Task objective
Look for the string "earth" in the material below. Copy every line where you find it.

The data
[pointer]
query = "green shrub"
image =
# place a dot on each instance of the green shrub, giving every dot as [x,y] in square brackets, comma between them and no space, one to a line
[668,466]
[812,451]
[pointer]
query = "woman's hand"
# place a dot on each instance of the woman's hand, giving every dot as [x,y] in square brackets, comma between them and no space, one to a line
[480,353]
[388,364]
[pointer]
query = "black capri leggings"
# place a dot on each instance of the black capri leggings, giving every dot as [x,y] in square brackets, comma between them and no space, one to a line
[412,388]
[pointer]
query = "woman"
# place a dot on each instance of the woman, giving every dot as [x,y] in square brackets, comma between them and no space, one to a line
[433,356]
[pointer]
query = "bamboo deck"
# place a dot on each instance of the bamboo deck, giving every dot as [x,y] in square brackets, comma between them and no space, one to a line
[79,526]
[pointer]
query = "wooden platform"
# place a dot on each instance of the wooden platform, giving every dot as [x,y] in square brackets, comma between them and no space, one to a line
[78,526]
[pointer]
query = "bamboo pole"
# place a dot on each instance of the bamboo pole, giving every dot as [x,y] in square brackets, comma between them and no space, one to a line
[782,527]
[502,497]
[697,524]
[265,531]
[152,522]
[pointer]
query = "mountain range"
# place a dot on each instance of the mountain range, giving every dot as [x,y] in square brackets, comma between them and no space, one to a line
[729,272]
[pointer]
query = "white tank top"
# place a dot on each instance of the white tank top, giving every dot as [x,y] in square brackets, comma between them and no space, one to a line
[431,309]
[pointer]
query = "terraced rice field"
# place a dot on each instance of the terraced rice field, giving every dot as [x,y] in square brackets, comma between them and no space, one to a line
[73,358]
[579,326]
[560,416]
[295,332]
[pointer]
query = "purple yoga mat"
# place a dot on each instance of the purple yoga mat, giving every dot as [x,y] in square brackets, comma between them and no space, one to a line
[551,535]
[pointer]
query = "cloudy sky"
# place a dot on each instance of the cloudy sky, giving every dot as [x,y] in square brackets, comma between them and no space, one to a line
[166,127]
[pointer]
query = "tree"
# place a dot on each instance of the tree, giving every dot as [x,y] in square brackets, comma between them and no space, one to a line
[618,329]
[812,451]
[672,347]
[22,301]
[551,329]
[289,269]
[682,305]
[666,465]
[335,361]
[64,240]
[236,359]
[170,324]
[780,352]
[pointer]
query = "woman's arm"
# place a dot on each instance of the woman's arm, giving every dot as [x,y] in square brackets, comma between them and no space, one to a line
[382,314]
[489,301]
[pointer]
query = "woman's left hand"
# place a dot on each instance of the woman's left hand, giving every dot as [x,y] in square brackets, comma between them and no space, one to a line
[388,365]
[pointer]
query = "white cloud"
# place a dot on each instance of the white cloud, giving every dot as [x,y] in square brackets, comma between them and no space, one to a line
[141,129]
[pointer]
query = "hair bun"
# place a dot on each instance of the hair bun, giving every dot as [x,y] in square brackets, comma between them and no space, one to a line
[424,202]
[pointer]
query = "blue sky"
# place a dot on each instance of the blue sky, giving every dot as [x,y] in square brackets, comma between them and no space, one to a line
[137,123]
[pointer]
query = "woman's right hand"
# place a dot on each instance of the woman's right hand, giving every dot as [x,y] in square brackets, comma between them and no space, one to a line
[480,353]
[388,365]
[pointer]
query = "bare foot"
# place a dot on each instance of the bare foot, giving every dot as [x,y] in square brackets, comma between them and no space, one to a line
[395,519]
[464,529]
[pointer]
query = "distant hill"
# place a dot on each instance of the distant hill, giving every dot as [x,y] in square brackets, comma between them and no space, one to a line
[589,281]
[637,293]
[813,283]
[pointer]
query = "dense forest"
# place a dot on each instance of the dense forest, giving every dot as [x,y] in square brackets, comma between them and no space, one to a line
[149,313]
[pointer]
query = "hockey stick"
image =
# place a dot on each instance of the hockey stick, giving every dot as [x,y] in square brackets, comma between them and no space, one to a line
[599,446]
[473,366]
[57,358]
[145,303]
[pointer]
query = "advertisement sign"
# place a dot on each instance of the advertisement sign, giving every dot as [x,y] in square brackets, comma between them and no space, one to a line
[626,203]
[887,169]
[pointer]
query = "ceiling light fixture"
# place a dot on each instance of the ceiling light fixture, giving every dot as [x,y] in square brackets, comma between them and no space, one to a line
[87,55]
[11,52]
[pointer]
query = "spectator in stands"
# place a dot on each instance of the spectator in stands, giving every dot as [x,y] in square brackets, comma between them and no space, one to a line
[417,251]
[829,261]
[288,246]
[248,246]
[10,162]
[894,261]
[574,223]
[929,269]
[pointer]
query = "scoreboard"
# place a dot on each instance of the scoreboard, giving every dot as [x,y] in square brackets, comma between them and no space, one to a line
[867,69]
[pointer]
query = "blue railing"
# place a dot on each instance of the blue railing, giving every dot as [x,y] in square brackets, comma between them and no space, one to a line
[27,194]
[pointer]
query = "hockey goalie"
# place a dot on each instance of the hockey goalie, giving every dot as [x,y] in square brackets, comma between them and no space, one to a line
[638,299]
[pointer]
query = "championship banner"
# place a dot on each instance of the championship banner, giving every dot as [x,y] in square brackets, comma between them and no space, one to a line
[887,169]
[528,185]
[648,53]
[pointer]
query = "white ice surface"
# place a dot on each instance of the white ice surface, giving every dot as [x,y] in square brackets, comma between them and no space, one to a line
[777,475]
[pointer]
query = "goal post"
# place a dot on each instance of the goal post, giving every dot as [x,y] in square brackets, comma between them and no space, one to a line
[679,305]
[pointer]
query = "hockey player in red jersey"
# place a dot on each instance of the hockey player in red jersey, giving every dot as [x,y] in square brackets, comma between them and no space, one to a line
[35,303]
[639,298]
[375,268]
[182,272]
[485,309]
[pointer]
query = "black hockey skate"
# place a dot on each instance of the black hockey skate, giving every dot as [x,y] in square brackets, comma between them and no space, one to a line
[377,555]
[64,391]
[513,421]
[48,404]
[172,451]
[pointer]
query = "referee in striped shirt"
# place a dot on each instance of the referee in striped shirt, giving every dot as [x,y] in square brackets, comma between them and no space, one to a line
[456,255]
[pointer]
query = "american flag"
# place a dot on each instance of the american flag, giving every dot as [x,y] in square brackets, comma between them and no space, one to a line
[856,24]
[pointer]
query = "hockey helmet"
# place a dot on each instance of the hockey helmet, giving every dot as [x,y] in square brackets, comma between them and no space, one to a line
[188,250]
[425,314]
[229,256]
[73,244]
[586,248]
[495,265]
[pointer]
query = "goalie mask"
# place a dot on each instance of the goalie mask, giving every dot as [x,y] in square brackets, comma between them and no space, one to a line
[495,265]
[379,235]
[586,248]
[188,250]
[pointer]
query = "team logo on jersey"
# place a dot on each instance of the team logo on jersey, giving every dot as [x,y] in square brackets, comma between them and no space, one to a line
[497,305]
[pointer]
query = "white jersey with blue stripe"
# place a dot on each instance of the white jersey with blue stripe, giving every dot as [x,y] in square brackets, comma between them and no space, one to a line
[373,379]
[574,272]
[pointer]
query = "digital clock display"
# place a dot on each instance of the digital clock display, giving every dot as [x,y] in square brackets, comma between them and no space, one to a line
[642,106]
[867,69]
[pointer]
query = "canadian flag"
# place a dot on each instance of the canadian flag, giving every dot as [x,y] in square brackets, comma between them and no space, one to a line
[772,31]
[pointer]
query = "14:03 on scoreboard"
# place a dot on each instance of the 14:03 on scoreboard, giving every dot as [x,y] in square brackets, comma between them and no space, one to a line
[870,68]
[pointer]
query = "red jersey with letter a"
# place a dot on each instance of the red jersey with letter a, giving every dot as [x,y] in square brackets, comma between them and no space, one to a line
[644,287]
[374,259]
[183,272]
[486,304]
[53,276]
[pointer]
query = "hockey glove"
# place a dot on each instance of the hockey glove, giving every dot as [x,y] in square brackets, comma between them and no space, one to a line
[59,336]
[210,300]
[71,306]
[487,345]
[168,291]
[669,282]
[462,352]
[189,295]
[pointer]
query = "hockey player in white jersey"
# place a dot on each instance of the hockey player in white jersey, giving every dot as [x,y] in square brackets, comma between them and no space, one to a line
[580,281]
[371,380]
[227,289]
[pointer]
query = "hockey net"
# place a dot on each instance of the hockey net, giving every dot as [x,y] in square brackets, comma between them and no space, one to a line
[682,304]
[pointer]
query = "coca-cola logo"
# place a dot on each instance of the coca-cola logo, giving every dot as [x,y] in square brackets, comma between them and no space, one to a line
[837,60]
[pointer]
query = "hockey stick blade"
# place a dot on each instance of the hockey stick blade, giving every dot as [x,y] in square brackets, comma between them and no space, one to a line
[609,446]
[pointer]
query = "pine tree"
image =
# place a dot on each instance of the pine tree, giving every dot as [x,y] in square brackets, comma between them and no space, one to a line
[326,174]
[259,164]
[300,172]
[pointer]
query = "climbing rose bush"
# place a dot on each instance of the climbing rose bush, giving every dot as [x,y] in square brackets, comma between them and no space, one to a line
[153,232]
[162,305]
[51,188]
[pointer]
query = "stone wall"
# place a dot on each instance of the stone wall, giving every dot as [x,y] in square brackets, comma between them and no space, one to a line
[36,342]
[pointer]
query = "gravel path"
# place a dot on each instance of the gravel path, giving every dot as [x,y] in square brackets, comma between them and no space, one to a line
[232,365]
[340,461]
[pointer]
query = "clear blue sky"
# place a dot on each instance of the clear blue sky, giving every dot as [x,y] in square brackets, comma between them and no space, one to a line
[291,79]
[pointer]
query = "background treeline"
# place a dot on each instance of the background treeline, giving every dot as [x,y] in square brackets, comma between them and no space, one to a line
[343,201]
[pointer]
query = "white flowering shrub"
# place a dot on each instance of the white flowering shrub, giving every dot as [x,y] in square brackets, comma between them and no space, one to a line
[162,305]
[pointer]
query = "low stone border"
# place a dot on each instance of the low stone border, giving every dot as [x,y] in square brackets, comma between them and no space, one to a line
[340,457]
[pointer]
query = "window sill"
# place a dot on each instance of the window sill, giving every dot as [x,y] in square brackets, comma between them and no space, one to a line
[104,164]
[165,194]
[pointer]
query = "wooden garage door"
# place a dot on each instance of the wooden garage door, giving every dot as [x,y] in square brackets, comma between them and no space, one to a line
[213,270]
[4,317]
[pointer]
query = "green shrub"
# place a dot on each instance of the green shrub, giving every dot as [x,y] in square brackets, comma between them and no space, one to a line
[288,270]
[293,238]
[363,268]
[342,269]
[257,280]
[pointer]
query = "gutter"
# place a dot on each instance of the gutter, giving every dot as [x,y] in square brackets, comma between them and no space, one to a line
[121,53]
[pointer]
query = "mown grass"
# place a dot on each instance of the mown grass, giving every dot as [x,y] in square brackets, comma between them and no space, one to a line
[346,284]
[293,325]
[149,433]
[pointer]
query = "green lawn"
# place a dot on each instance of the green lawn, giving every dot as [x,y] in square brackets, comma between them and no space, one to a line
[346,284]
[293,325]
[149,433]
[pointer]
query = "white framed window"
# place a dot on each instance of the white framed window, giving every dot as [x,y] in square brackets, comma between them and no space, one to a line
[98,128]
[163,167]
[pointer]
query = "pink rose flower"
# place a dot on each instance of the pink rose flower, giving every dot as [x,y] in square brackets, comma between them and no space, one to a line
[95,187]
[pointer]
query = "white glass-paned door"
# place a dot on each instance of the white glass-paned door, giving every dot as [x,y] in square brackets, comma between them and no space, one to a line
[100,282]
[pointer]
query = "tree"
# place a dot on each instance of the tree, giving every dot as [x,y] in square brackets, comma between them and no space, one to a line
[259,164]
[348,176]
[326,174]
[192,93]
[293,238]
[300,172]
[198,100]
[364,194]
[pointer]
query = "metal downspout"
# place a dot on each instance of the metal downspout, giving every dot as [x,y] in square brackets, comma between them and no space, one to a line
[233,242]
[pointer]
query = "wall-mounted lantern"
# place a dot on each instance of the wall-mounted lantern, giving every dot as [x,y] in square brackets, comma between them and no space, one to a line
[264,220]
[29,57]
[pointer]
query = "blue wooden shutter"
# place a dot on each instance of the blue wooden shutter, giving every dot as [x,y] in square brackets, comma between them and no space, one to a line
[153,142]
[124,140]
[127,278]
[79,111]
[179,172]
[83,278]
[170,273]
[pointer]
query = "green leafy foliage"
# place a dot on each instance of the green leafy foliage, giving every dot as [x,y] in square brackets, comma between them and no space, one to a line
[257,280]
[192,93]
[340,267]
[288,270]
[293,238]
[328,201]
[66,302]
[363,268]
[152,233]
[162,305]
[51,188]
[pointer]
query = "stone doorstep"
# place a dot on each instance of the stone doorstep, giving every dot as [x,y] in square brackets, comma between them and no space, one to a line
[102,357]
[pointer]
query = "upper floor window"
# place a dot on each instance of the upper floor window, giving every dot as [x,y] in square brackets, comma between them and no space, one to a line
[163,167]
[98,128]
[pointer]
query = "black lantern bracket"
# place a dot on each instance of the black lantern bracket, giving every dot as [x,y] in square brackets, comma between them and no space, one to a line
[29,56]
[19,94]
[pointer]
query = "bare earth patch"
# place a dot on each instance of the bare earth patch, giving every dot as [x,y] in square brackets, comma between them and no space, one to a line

Your response
query = "bare earth patch"
# place a dot on each instance of the bare earth patch, giving every dot as [x,y] in square brackets, comma between them and no space, one to a line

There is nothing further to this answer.